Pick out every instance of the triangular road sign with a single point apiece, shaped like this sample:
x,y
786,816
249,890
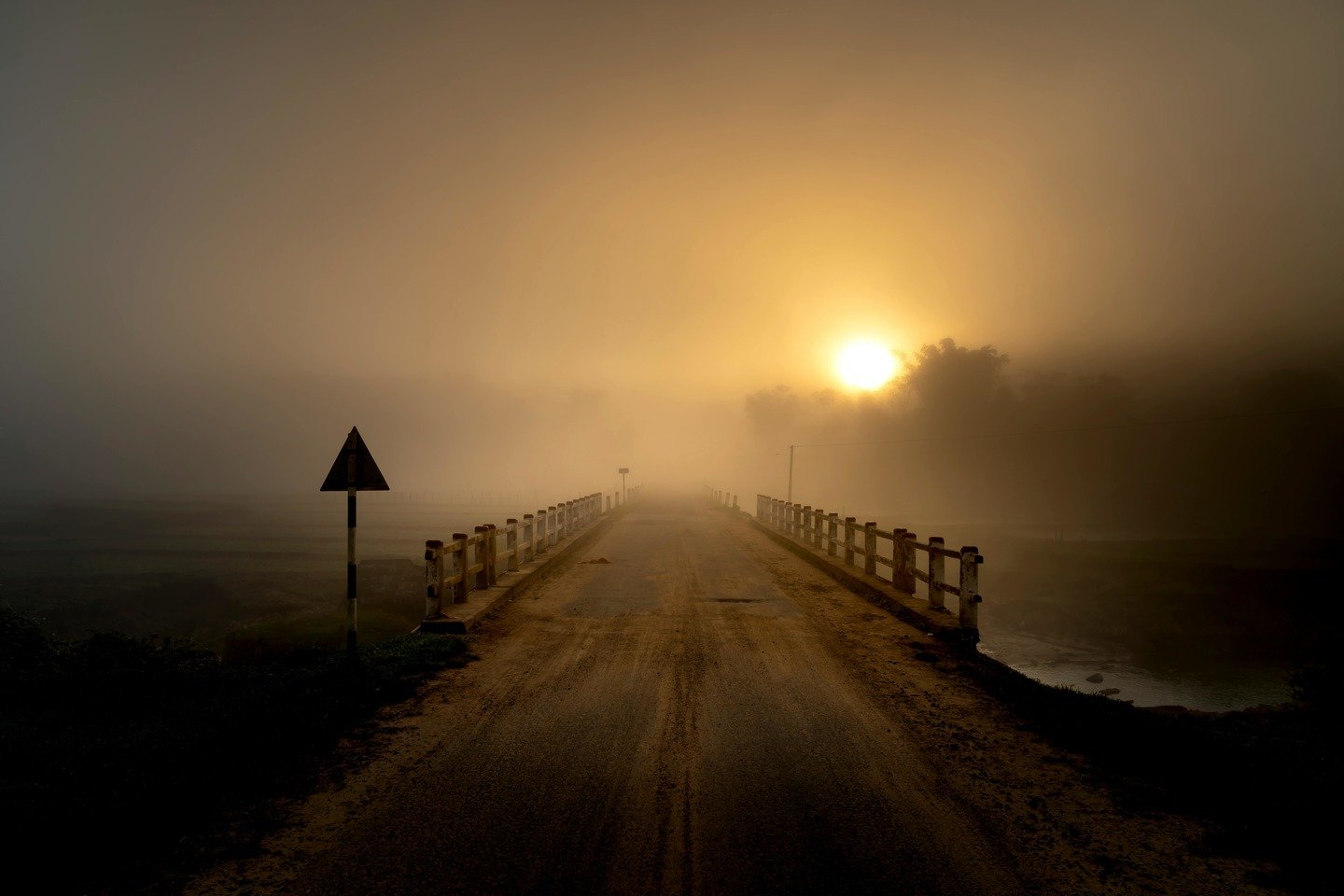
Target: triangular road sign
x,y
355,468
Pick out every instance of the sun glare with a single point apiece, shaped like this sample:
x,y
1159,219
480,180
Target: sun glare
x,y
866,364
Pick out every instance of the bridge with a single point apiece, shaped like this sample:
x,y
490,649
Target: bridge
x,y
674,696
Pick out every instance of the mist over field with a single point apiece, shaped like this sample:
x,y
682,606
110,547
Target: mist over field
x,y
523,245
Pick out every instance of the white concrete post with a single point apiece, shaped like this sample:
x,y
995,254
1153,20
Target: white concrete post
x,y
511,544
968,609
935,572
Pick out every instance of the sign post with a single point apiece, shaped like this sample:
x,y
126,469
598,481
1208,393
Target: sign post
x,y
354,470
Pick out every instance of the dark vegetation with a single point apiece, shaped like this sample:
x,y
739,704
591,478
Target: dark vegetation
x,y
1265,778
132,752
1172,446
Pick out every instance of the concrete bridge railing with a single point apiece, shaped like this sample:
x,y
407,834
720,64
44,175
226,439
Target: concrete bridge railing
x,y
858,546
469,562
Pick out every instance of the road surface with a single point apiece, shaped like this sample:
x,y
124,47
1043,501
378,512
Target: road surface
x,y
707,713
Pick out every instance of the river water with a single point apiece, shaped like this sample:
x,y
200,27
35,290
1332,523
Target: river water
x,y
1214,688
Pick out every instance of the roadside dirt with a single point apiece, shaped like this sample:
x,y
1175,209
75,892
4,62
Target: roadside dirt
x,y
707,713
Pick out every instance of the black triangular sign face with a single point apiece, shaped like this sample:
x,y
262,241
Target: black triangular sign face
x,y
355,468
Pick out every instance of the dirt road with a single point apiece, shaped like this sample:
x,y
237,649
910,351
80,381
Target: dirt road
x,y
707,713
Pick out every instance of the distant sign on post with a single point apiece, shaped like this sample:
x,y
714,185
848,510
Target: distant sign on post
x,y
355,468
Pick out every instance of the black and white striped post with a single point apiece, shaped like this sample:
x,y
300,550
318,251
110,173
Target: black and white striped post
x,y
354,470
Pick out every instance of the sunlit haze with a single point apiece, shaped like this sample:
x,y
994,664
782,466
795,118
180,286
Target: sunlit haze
#####
WHAT YOU NEED TO DO — Show, from the listing above, each line that contains the word "haze".

ANSWER TO THIS EXERCISE —
Pick out every instance of the sunlit haze with a single point apiece, shaped like this sample:
Target: sunlit haze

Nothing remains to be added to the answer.